以下の項目から文字列「wall」を含む行をすべて探し出し、一行ずつ書き写すこと。大文字と小文字は区別する。

ポインティング用データセットの記録
========================================================================
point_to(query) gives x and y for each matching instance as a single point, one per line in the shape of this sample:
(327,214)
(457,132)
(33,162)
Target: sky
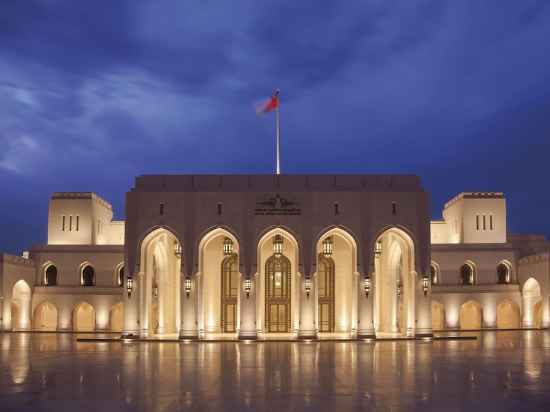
(93,94)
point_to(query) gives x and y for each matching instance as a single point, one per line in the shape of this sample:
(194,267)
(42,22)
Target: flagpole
(278,139)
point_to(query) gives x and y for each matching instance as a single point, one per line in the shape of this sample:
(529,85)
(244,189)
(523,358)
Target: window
(467,274)
(88,276)
(50,276)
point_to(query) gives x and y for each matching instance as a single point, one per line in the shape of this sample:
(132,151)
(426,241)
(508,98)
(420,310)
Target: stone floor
(498,371)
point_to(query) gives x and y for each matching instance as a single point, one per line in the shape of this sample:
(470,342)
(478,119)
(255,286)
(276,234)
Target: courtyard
(502,370)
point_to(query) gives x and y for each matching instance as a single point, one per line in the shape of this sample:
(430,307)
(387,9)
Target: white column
(423,309)
(188,329)
(307,328)
(247,307)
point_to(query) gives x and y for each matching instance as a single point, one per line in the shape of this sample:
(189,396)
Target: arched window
(503,273)
(88,276)
(277,294)
(120,276)
(50,276)
(434,274)
(467,274)
(230,293)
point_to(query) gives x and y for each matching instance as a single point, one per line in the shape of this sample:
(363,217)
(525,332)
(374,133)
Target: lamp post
(247,287)
(278,246)
(227,247)
(307,286)
(367,285)
(425,284)
(129,285)
(328,247)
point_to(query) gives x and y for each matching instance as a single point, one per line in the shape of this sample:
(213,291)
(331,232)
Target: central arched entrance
(21,306)
(394,284)
(218,282)
(160,283)
(277,300)
(532,304)
(336,283)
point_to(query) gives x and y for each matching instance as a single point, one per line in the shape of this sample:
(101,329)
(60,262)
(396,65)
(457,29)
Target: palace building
(277,256)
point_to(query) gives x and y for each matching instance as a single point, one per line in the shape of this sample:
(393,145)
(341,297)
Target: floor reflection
(498,370)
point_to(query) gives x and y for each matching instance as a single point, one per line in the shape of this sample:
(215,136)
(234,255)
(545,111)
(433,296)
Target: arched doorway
(336,282)
(116,317)
(467,273)
(326,294)
(532,318)
(504,270)
(277,297)
(20,306)
(218,283)
(160,264)
(45,317)
(438,315)
(508,315)
(470,316)
(84,318)
(394,283)
(50,275)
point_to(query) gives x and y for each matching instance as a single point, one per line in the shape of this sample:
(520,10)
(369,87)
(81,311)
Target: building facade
(288,256)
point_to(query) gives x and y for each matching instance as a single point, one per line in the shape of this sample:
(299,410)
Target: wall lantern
(187,286)
(227,247)
(307,286)
(398,288)
(129,285)
(247,287)
(328,247)
(367,285)
(278,246)
(378,248)
(177,249)
(425,284)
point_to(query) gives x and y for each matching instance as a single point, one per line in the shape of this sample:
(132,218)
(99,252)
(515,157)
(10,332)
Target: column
(423,309)
(189,324)
(247,328)
(307,328)
(365,317)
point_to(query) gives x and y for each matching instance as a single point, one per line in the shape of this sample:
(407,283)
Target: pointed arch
(471,315)
(218,280)
(337,310)
(83,317)
(45,317)
(291,252)
(395,280)
(438,315)
(21,305)
(508,315)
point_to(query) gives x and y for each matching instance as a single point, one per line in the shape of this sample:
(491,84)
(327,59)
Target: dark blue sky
(94,93)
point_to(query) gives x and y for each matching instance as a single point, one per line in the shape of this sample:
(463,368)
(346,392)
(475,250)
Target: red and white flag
(268,105)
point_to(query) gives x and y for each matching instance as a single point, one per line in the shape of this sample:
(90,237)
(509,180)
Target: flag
(269,105)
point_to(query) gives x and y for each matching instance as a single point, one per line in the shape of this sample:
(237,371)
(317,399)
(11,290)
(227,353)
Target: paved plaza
(498,371)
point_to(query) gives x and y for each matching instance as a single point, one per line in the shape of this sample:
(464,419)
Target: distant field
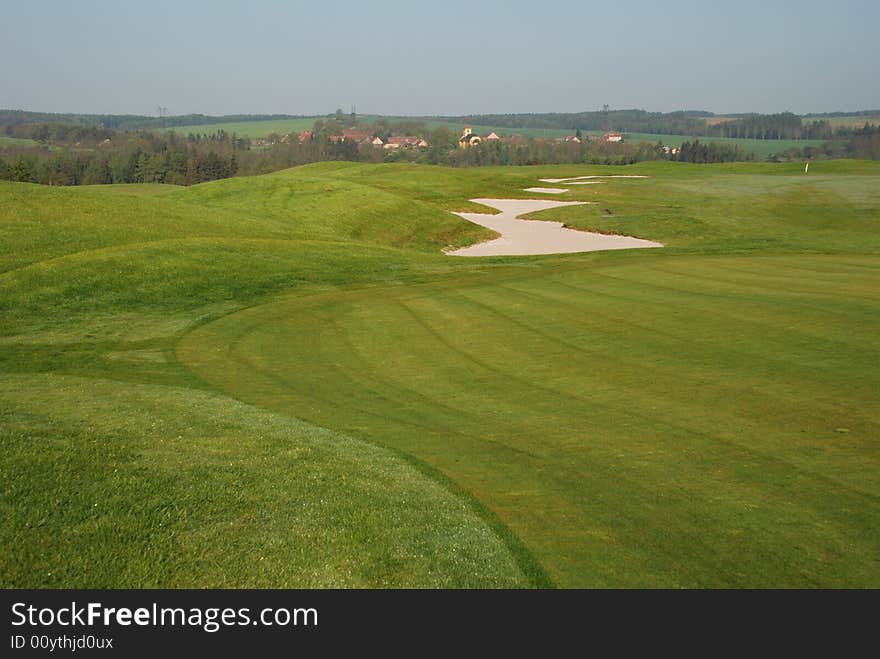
(251,129)
(853,121)
(15,141)
(257,129)
(281,381)
(762,148)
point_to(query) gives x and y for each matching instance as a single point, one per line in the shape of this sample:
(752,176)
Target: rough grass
(700,415)
(154,486)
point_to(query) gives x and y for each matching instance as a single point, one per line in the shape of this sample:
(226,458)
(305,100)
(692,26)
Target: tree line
(77,155)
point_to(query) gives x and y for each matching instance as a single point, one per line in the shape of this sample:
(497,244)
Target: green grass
(282,382)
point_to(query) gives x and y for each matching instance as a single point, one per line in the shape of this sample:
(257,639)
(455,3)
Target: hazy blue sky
(305,57)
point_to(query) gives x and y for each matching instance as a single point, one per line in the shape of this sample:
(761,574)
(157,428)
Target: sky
(438,58)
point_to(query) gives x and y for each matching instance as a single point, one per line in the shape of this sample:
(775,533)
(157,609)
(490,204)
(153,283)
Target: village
(468,138)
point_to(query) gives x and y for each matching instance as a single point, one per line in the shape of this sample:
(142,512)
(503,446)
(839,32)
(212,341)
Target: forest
(77,153)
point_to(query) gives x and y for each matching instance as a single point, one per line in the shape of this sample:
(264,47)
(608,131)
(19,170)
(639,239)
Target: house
(405,142)
(468,138)
(357,136)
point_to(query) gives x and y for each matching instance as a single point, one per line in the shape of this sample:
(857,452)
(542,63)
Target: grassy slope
(656,449)
(693,418)
(98,284)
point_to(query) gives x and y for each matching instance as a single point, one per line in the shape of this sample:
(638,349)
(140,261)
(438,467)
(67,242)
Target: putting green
(636,420)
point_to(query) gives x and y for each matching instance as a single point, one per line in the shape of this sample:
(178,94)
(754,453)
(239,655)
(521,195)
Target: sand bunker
(547,190)
(581,178)
(525,237)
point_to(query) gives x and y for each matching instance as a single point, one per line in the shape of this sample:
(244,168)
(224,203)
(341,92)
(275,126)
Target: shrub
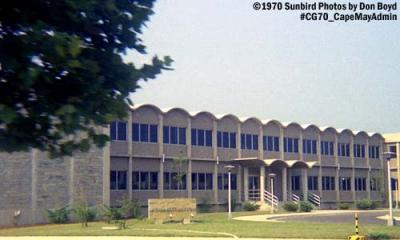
(365,204)
(343,206)
(250,206)
(290,206)
(305,207)
(378,236)
(59,215)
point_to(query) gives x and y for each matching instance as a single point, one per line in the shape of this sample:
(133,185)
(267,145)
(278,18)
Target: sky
(229,58)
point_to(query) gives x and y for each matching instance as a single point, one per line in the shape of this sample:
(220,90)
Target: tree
(62,71)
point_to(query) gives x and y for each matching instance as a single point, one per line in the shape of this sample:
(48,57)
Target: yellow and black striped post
(356,237)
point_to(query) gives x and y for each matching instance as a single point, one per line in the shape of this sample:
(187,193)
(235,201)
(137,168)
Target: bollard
(357,236)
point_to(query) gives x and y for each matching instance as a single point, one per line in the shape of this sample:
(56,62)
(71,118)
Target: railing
(293,197)
(314,199)
(254,194)
(271,199)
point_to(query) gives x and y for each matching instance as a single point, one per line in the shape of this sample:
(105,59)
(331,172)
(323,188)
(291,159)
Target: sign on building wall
(172,209)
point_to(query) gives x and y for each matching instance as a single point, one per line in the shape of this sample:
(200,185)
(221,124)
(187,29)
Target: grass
(207,225)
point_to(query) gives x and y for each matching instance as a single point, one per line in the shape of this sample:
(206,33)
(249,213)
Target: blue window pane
(174,135)
(144,132)
(122,131)
(225,139)
(242,141)
(165,134)
(248,141)
(200,137)
(182,136)
(232,140)
(219,139)
(194,137)
(208,138)
(153,133)
(255,142)
(135,132)
(113,131)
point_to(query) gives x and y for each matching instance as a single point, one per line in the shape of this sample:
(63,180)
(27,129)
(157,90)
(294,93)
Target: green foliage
(305,207)
(58,215)
(290,206)
(378,236)
(250,206)
(62,61)
(343,206)
(365,204)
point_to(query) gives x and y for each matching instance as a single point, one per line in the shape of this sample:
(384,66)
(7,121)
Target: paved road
(364,217)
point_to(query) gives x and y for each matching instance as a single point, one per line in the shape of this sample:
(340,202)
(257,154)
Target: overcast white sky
(230,58)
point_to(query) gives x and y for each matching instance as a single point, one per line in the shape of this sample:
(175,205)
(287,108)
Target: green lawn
(211,224)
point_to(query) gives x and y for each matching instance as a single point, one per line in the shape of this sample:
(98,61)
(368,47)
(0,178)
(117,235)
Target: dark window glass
(182,136)
(166,134)
(121,179)
(144,132)
(135,180)
(200,137)
(208,138)
(121,131)
(232,140)
(174,135)
(194,137)
(153,133)
(153,180)
(113,131)
(113,180)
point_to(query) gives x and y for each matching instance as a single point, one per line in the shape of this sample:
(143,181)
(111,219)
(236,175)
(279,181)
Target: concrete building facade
(168,153)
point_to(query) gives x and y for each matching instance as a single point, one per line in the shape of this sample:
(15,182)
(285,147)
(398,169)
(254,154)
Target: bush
(305,207)
(59,215)
(378,236)
(250,206)
(290,206)
(365,204)
(343,206)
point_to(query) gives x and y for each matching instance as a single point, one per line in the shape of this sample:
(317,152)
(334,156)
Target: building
(393,145)
(321,164)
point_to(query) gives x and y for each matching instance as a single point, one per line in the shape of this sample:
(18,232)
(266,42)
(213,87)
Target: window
(201,137)
(118,131)
(328,183)
(118,180)
(291,144)
(223,181)
(249,141)
(373,152)
(327,148)
(343,150)
(171,181)
(295,183)
(345,184)
(309,146)
(174,135)
(202,181)
(359,150)
(271,143)
(144,132)
(375,184)
(359,184)
(393,149)
(312,183)
(226,139)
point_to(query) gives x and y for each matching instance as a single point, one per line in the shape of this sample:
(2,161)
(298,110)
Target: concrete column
(262,183)
(130,151)
(239,184)
(215,183)
(246,183)
(284,184)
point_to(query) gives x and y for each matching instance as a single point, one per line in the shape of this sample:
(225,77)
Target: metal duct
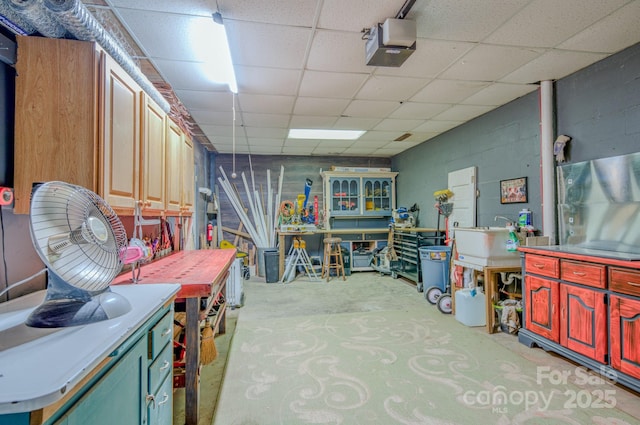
========================================================================
--- 解答 ---
Target: wall lantern
Target: sign on building wall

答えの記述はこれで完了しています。